[Items from a data source]

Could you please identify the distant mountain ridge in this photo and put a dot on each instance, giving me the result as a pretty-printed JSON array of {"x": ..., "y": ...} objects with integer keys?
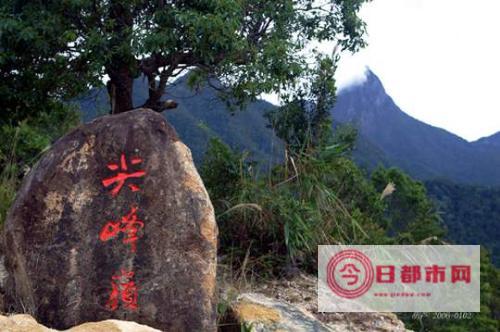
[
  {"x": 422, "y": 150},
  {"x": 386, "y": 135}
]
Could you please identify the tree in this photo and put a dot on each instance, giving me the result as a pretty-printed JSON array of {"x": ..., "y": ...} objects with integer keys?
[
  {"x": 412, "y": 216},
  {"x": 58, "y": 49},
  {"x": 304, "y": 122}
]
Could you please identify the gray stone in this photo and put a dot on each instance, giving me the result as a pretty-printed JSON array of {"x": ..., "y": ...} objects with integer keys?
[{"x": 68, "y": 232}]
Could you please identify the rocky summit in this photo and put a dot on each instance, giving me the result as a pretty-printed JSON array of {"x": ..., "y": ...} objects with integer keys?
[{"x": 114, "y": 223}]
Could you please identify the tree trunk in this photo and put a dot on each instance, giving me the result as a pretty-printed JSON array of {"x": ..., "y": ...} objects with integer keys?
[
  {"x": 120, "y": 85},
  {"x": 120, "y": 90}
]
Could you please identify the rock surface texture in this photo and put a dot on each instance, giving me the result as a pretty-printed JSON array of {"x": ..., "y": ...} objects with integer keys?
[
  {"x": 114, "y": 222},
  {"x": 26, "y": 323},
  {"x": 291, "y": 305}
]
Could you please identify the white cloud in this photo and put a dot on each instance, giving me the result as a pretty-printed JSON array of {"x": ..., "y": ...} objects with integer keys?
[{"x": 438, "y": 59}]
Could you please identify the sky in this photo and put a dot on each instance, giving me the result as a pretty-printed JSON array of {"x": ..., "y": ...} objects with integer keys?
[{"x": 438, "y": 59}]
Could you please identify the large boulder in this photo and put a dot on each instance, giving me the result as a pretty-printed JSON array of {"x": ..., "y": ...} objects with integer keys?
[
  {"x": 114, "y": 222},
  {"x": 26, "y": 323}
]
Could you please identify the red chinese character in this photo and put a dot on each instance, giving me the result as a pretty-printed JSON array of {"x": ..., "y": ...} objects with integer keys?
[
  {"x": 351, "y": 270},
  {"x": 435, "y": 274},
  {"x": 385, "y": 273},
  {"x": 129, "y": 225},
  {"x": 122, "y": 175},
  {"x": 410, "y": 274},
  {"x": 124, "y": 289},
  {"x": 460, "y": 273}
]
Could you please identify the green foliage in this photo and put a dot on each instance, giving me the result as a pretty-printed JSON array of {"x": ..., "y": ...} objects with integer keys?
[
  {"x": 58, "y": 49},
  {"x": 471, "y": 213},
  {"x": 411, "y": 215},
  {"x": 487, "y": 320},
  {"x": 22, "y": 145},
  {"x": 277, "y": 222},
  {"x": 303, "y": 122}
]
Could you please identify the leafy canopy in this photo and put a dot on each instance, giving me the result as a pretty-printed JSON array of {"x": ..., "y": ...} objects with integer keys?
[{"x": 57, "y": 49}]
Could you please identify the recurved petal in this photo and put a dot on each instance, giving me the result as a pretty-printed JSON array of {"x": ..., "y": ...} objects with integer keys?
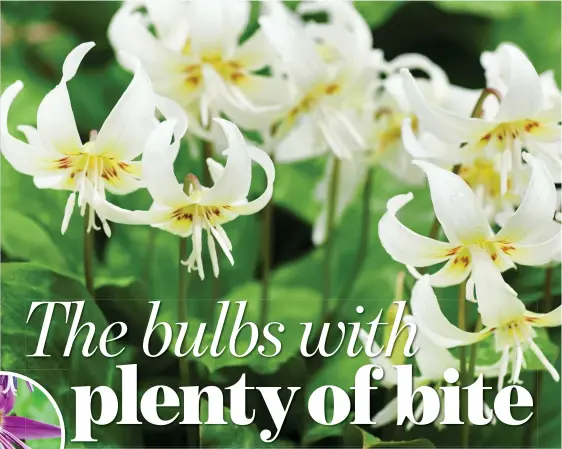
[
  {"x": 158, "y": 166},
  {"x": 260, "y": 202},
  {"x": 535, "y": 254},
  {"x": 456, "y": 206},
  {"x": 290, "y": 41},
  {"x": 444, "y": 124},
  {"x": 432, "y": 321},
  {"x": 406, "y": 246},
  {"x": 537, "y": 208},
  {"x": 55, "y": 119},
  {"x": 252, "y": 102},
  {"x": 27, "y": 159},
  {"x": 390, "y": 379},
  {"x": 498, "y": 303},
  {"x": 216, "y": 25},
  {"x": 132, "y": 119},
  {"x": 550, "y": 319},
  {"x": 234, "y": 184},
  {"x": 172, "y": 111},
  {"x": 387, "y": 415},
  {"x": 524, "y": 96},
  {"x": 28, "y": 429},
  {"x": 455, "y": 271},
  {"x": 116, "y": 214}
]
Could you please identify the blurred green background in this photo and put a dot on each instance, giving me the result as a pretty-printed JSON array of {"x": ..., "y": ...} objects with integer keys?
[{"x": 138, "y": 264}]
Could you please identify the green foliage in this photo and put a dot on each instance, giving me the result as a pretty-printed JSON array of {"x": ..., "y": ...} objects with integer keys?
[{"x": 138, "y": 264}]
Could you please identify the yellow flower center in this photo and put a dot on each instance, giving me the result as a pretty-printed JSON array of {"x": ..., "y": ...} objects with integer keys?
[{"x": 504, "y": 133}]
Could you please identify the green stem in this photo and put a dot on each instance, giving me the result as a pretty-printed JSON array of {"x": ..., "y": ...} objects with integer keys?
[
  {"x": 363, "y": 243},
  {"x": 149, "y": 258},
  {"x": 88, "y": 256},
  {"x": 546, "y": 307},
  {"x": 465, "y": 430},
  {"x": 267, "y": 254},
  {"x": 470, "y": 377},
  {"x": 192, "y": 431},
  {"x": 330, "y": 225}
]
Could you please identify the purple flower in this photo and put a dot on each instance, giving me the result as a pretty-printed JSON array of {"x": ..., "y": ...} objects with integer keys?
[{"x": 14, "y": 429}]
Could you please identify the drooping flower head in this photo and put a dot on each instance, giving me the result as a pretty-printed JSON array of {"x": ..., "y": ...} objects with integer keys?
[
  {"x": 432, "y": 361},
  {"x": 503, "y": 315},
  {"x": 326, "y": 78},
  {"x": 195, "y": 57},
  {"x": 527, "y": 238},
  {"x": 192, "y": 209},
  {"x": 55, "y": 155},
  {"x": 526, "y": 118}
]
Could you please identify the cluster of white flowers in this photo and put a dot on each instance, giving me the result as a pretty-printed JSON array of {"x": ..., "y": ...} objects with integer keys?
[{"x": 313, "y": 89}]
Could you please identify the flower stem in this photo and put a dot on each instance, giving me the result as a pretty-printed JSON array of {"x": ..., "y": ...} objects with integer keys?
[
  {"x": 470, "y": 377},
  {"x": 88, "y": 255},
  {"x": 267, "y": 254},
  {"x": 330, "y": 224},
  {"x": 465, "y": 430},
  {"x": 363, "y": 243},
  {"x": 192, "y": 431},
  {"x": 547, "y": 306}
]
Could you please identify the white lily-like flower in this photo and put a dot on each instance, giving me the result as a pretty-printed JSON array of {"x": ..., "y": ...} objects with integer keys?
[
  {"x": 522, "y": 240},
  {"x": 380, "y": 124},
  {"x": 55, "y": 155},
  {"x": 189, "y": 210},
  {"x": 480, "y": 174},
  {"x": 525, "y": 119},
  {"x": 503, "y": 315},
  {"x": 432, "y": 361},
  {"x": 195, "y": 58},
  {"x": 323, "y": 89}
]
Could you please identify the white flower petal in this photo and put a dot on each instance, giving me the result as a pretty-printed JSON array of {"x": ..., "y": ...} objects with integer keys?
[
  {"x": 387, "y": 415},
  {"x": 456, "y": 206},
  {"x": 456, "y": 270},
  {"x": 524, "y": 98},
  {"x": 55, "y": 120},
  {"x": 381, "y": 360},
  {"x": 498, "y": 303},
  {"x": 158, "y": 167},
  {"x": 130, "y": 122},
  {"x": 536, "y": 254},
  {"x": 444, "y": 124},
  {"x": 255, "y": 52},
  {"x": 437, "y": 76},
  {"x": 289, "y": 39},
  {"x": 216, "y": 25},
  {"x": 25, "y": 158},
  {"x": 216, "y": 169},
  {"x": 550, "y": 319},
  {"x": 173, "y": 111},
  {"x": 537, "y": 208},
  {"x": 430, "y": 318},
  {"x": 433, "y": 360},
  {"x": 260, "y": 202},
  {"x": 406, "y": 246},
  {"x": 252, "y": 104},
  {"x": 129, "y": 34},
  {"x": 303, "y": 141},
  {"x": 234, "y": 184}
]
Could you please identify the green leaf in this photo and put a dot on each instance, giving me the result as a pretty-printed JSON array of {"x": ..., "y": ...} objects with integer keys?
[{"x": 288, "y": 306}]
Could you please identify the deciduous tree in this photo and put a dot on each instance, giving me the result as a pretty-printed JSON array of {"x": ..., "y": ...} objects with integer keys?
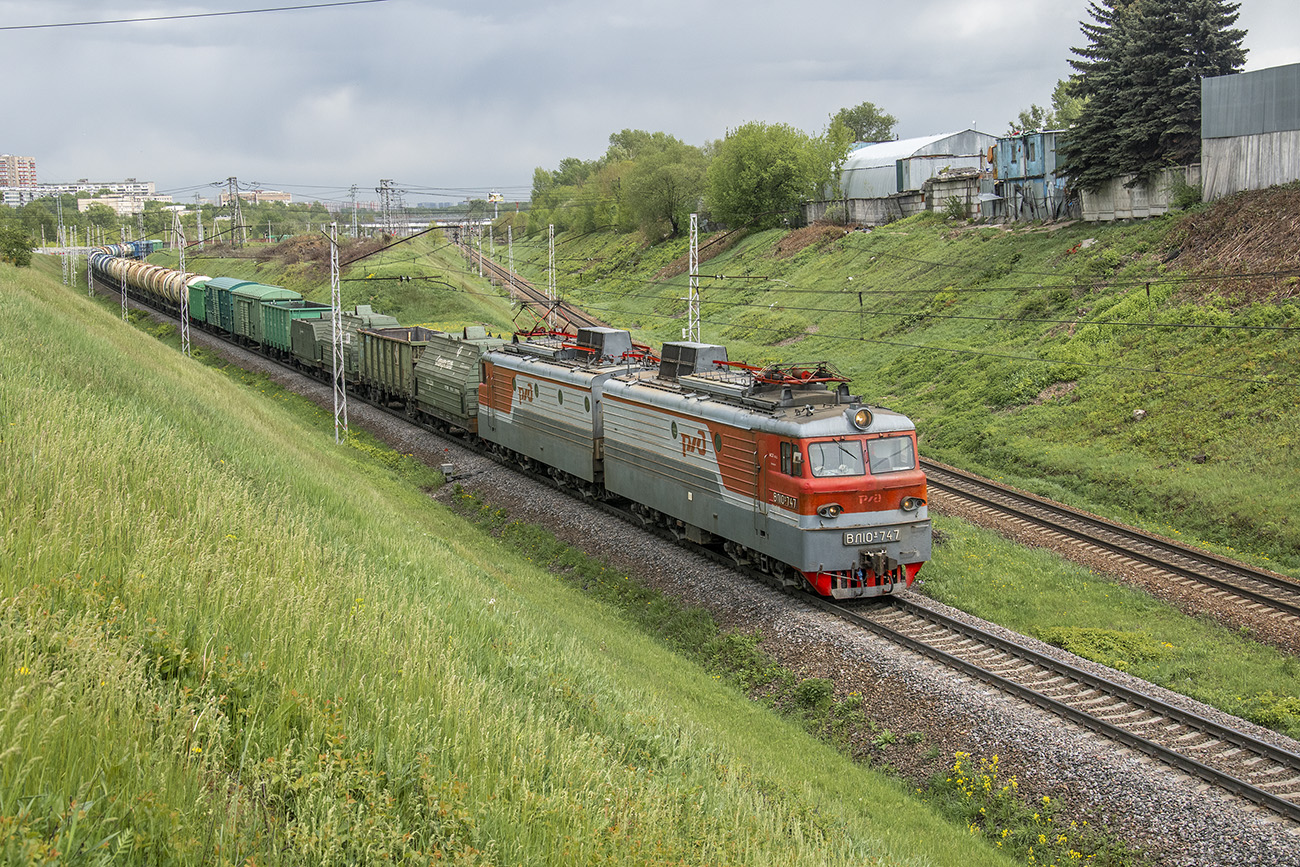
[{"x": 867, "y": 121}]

## CHALLENGE
All lines from the one containing "Could you please identify the white lily-like" through the end of the data are to be written out exactly, with nothing added; skip the pictures.

## RESULT FOR THIS TASK
Could you please identify the white lily-like flower in this photo and put a dot on each instance, giving me the result as a pretty-printed JSON array of {"x": ..., "y": ...} objects with integer keys?
[
  {"x": 522, "y": 240},
  {"x": 380, "y": 124},
  {"x": 55, "y": 155},
  {"x": 189, "y": 210},
  {"x": 480, "y": 174},
  {"x": 525, "y": 119},
  {"x": 503, "y": 315},
  {"x": 432, "y": 361},
  {"x": 195, "y": 58},
  {"x": 323, "y": 89}
]
Could you please identify the white flower petal in this photo and put a dot on each instance, giving me the result as a pretty-printed JSON array of {"x": ..., "y": ...} objects with integer keys?
[
  {"x": 387, "y": 415},
  {"x": 456, "y": 206},
  {"x": 456, "y": 270},
  {"x": 524, "y": 98},
  {"x": 55, "y": 120},
  {"x": 381, "y": 360},
  {"x": 498, "y": 303},
  {"x": 158, "y": 167},
  {"x": 130, "y": 122},
  {"x": 536, "y": 254},
  {"x": 444, "y": 124},
  {"x": 255, "y": 52},
  {"x": 437, "y": 76},
  {"x": 289, "y": 39},
  {"x": 216, "y": 25},
  {"x": 25, "y": 158},
  {"x": 216, "y": 169},
  {"x": 550, "y": 319},
  {"x": 173, "y": 111},
  {"x": 537, "y": 208},
  {"x": 430, "y": 318},
  {"x": 433, "y": 360},
  {"x": 260, "y": 202},
  {"x": 406, "y": 246},
  {"x": 252, "y": 104},
  {"x": 129, "y": 34},
  {"x": 303, "y": 141},
  {"x": 234, "y": 184}
]
Could you please identify the green leaf in this photo and put a dot on each instance, giving me the result as a pretty-printed JSON array of {"x": ..., "y": ...} objects with integer keys?
[{"x": 288, "y": 306}]
Could you please identify the deciduous tree in this photo and put a dot on each instance, giving me the result as a pretty-printed JSON array of {"x": ..., "y": ...} objects with integer keys?
[{"x": 867, "y": 121}]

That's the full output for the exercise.